##### Source information #####

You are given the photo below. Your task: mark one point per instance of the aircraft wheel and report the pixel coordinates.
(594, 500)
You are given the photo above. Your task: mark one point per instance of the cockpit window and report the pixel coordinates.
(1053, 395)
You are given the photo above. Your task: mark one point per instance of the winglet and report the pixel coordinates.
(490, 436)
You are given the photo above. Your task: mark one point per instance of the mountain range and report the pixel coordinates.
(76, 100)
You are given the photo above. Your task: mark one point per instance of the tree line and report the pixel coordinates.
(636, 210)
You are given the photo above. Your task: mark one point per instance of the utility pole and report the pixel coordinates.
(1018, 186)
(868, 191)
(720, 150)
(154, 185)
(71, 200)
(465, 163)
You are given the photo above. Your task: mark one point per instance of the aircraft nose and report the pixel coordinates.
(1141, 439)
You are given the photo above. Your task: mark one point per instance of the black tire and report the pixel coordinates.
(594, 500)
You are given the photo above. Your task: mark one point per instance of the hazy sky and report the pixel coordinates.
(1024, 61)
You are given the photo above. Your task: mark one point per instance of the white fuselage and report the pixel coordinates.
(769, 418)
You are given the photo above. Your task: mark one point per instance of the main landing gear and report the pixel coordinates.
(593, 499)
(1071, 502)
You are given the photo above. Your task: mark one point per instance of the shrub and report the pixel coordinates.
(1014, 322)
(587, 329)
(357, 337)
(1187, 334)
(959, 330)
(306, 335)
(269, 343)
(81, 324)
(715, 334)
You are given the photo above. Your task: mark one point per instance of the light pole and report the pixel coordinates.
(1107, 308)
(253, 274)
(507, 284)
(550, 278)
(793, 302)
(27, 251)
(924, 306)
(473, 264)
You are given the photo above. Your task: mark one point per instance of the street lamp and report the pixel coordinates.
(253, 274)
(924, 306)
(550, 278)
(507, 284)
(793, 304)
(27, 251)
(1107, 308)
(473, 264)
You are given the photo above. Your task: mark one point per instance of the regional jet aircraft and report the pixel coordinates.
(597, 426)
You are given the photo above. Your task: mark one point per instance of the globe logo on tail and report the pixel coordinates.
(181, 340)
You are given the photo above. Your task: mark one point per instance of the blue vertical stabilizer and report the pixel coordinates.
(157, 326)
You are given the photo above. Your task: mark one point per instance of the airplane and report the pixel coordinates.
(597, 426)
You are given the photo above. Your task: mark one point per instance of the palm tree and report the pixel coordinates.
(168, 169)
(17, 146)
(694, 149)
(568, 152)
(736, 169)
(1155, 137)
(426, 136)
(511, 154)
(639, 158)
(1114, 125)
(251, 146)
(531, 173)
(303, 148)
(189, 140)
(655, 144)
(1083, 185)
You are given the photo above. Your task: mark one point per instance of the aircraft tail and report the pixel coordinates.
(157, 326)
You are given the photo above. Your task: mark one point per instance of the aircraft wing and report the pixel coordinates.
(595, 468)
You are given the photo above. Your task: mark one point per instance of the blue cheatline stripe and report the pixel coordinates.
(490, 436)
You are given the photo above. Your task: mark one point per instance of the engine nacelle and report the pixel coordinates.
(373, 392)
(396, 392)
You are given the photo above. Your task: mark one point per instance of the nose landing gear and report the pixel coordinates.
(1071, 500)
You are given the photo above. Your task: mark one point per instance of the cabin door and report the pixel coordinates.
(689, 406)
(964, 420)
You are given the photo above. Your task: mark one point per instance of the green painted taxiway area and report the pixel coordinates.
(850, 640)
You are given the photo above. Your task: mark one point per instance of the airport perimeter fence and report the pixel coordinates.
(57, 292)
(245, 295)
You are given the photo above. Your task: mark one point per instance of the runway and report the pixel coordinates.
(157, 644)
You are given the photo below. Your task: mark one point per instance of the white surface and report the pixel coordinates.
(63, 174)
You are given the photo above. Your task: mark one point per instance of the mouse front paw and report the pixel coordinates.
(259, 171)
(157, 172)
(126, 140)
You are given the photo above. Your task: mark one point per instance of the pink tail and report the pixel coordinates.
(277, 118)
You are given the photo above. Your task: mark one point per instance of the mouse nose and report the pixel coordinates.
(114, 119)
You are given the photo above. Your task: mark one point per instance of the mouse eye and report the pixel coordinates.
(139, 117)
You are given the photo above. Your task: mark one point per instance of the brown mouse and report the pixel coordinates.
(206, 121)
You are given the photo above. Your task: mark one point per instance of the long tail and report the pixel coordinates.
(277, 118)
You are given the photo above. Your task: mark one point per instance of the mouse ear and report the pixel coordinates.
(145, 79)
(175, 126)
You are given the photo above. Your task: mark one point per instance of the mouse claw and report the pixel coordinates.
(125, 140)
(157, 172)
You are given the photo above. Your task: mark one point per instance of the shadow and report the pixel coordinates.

#####

**Task instructions**
Set down every record once more, exactly as written.

**Answer section**
You are given the photo below. Your task: mark one point per instance of the aircraft wheel and report the pixel coordinates.
(594, 500)
You are given the photo above. Your task: mark one point per instance of the cockpit window and report the pixel coordinates.
(1053, 395)
You are given the photo above. Your task: mark one point per instance of the winglet and report the pixel coordinates.
(490, 436)
You are given the photo above. Your task: mark one point per instance of the mountain range and report the pixel coordinates.
(76, 100)
You are given the photo above. Your task: mark one point per instance of the tree line and report the pixel coordinates.
(636, 210)
You are given the photo above. Your task: mark one point per instance of the utility pole and report the pixel coordinates.
(1018, 186)
(868, 191)
(720, 150)
(154, 185)
(71, 200)
(465, 163)
You are given the photo above. Your task: mark one point per instance of the aircraft nose and report the pixel coordinates.
(1141, 439)
You are given the photo above. Your task: mark one point per instance of the black tire and report the pixel coordinates.
(594, 500)
You are given the photo above. Your task: mark one point per instance of the hazy sky and report the pixel coordinates.
(1024, 61)
You are given the photo above. Your task: mark one point per instance of the white fuselage and report the pixel coordinates.
(769, 418)
You are given the photo above. Your task: mark one point per instance of the main landing gear and report the pixel coordinates.
(593, 499)
(1071, 502)
You are given the photo above. Your task: mark one point per instance of the shrub and report the pixel coordinates.
(1014, 322)
(587, 329)
(357, 337)
(1187, 334)
(959, 330)
(306, 335)
(269, 343)
(81, 324)
(715, 334)
You are given the photo above. Your task: mark one point per instance of the light pole and report the pixel coordinates.
(1107, 308)
(253, 274)
(507, 284)
(550, 278)
(793, 302)
(27, 251)
(924, 306)
(473, 264)
You are given the photo above. Your task: mark one point per instance of the street lamp and report the pixel coordinates.
(253, 274)
(924, 306)
(550, 278)
(507, 284)
(793, 304)
(27, 251)
(1107, 308)
(473, 264)
You are given the photo above. Your task: mark one point per instance of the regional jet aircraft and report the pixel coordinates.
(597, 426)
You are given the photo above. Your task: mark one point per instance of the globe logo on tail and report the pixel coordinates.
(181, 340)
You are given the photo above. Your task: mark one point per instance of the blue vertical stabilizer and report the pixel coordinates.
(157, 326)
You are given the photo above. Your task: mark one point per instance of the airplane and report the pixel coordinates.
(597, 426)
You are given the photo above. Your task: mark one point per instance of the palm tree and report the pixel coordinates.
(168, 169)
(17, 146)
(694, 149)
(568, 152)
(736, 169)
(1155, 137)
(426, 136)
(511, 154)
(639, 158)
(1114, 125)
(251, 146)
(531, 173)
(303, 148)
(189, 140)
(655, 144)
(1083, 185)
You are given the photo above. Your task: mark one point per instance of the aircraft tail and report the pixel coordinates.
(157, 326)
You are given the photo above. Your task: mark one point per instance of the aircraft wing and report the pixel coordinates.
(595, 468)
You are given the photo above. Your task: mark one point per instance of the blue cheatline stripe and report the pixel coordinates.
(490, 436)
You are given the photo above. Your task: mark one point per instance of the engine nacelle and report the pixel coordinates.
(373, 392)
(396, 392)
You are given the photo above. Your task: mark one point per instance of the nose landing gear and report the pixel coordinates.
(1071, 500)
You are given the photo above. Your task: mark one point per instance of the cabin door and report the pixel coordinates.
(689, 406)
(964, 420)
You are given the photo above. Your task: mark one point per instance of the green painted taxiway area and report the pixel coordinates.
(850, 640)
You are given the photo above. Your task: mark one point per instance of the airport perimeter fence and report the pixel coordinates.
(57, 292)
(245, 295)
You are given the photo above. Your task: mark one point per instance of the runway and report the pixel coordinates.
(157, 644)
You are given the photo below. Your task: mark one point per instance of the white surface and report the pixel coordinates.
(63, 174)
You are given the photo above. Your task: mark one point per instance of the mouse front paw and report the pixel coordinates.
(259, 171)
(157, 172)
(126, 140)
You are given the photo above. Your task: mark one point per instance of the pink tail and report the pixel coordinates.
(277, 118)
You are given the photo above. Your task: mark one point per instance of the mouse nose and report the pixel coordinates.
(114, 119)
You are given the photo above. Your task: mark one point per instance of the mouse eye and report the pixel coordinates.
(139, 117)
You are given the photo above. Your task: mark one point per instance of the brown mouse and report the pixel coordinates.
(206, 121)
You are given the photo above. Your task: mark one point per instance of the long tail and report the pixel coordinates.
(277, 118)
You are given the photo above. Your task: mark one point per instance of the mouse ear and report the pixel coordinates.
(145, 79)
(175, 126)
You are given the photo above. Your task: mark one point per instance of the mouse claw and report the pixel coordinates.
(125, 140)
(157, 172)
You are given the photo above. Your task: mark one point per instance of the shadow and report the pixel coordinates.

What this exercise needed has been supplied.